Le château de Courcy se trouve à l'extrémité du village de ce nom, du côté du levant: pauvre village, auquel une curieuse église du XIIe siècle, d'un style roman assez orné et très caractéristique, donne seule de l'intérêt. Cet édifice, par ses arcatures en plein cintre, s'entre-croisant de manière à dessiner une ogive sous leur intersection, par les détails d'une ornementation barbare mais recherchée, fournit un spécimen original et digne d'être étudié, de l'architecture qui prévalait en Normandie sous le règne de Henri, fils de Guillaume le Conquérant, dans son application aux édifices religieux de médiocre importance. L'église de Courcy n'a cessé, depuis le XIIe siècle, d'être fréquentée par de nombreux pèlerins. Ils y sont attirés par la présence d'une chaîne de fer consacrée à saint Léonard, à laquelle la tradition attribue une vertu miraculeuse. Un seigneur de Courcy l'aurait, dit-on, rapportée de Terre Sainte. On veut qu'elle fût alors recouverte d'une couche d'argent, ce que rien dans son état actuel ne paraît indiquer: il faut bien pardonner aux légendes populaires quelques embellissements. La renommée de la chaîne de Courcy a du moins le mérite d'une respectable antiquité, ce qui ne l'a cependant pas empêchée de conserver jusqu'à nos jours une partie de son ancienne vogue. Elle est connue parmi les habitants des campagnes à bien des lieues à la ronde.

→ Tâches
1. Répondez, s'il vous plaît, à ces questions sur le texte consacré à Courcy :
(a) De quel siècle date l'église de Courcy ?
(b) À quel saint la chaîne de fer est-elle consacrée ?
(c) D'où un seigneur de Courcy aurait-il rapporté cette chaîne ?
2. Repérez toutes les lignes contenant le mot « road » et recopiez-les.

[Éléments provenant d'une source de données]
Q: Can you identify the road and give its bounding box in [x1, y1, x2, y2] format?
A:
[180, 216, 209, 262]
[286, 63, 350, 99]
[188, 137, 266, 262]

→ Réponses données
1.
(a) Du XIIe siècle.
(b) À saint Léonard.
(c) De Terre Sainte.

2.
Q: Can you identify the road and give its bounding box in [x1, y1, x2, y2] format?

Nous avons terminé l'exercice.